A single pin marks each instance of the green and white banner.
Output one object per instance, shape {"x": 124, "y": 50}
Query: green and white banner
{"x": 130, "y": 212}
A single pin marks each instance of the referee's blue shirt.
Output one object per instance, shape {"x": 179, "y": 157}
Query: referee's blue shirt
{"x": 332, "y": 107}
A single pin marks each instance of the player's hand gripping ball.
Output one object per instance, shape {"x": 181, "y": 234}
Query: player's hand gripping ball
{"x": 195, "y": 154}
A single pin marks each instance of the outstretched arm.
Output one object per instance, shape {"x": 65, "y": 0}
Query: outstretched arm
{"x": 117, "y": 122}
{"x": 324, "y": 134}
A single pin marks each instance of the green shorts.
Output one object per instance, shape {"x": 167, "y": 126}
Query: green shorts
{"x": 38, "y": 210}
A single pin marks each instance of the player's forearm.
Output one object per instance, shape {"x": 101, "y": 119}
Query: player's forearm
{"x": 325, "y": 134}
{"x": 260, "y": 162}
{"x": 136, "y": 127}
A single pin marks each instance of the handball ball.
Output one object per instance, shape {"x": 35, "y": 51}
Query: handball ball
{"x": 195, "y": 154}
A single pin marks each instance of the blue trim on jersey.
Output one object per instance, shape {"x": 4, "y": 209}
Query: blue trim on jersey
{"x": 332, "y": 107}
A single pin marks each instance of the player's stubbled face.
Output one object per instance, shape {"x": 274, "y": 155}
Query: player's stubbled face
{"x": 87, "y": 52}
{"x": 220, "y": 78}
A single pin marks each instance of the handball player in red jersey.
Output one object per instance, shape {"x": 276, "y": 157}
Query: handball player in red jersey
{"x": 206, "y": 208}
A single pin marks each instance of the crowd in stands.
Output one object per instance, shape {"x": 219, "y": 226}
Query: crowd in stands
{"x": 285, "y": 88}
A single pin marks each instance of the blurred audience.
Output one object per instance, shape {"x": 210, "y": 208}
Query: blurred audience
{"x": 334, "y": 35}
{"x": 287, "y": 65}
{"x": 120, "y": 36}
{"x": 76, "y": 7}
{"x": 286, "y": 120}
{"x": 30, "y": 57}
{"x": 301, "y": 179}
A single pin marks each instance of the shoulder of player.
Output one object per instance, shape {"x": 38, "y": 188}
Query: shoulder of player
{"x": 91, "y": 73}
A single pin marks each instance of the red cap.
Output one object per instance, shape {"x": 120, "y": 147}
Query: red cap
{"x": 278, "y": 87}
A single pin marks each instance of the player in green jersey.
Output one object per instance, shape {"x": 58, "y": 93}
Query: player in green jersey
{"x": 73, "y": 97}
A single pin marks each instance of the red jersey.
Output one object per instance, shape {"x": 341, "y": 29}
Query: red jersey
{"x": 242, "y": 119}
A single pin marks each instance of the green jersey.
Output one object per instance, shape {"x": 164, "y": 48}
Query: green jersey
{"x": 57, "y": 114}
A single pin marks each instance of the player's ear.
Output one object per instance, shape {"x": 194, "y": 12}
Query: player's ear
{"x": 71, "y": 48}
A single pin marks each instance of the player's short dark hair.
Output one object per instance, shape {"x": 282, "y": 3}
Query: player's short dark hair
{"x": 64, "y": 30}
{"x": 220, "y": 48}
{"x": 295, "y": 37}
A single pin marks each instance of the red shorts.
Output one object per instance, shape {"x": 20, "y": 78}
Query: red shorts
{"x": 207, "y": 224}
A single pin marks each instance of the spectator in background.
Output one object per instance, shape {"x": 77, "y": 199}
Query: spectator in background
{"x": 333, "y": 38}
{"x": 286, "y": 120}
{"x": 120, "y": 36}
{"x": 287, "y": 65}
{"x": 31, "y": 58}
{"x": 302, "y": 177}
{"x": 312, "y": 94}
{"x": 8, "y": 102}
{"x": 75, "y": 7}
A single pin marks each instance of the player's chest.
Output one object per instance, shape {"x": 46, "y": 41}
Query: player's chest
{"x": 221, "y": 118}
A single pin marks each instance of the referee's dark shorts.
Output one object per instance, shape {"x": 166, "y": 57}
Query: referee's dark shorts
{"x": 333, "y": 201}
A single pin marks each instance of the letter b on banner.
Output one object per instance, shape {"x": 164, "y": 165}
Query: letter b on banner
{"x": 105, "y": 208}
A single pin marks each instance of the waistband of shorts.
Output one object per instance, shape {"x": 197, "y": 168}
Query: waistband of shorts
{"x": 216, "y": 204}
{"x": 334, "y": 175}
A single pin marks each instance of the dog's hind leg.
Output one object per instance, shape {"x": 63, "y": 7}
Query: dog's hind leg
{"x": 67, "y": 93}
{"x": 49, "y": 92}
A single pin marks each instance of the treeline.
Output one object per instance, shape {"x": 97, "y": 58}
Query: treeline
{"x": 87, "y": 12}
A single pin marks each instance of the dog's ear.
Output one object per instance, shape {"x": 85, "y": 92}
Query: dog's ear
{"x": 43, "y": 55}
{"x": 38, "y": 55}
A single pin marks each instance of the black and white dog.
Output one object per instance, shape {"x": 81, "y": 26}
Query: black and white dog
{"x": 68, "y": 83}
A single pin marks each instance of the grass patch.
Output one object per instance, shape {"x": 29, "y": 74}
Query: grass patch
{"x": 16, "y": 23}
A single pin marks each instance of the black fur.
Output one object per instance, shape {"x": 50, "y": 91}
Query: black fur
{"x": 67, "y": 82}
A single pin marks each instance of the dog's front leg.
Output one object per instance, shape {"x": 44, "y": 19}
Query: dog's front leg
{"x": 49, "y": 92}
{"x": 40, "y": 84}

* [WORK TO COMPLETE] All lines from the one containing "A single pin marks each instance of the dog's hind" through the final line of the listing above are to be reproduced exactly; include both and add nothing.

* [THE SOLUTION]
A single pin marks each instance of the dog's hind leg.
Output one object per instance, shape {"x": 63, "y": 7}
Query: dog's hind leg
{"x": 67, "y": 93}
{"x": 49, "y": 92}
A single pin marks each instance of the treeline.
Output one object per instance, shape {"x": 97, "y": 58}
Query: treeline
{"x": 87, "y": 12}
A single pin marks each instance of the dog's ear.
Output one object per instance, shape {"x": 85, "y": 92}
Query: dog's ear
{"x": 43, "y": 55}
{"x": 38, "y": 55}
A single pin marks each instance of the black and white dog.
Output one object per instance, shape {"x": 81, "y": 26}
Query: black and white dog
{"x": 68, "y": 83}
A single pin marks each instance of the grass patch.
Output one object per instance, shape {"x": 29, "y": 74}
Query: grass patch
{"x": 16, "y": 23}
A single pin marks each instance of the black fur.
Output one object per instance, shape {"x": 50, "y": 91}
Query: black fur
{"x": 67, "y": 82}
A single pin marks each instance of the dog's front leg.
Output one object per instance, shape {"x": 44, "y": 19}
Query: dog's front leg
{"x": 49, "y": 92}
{"x": 40, "y": 84}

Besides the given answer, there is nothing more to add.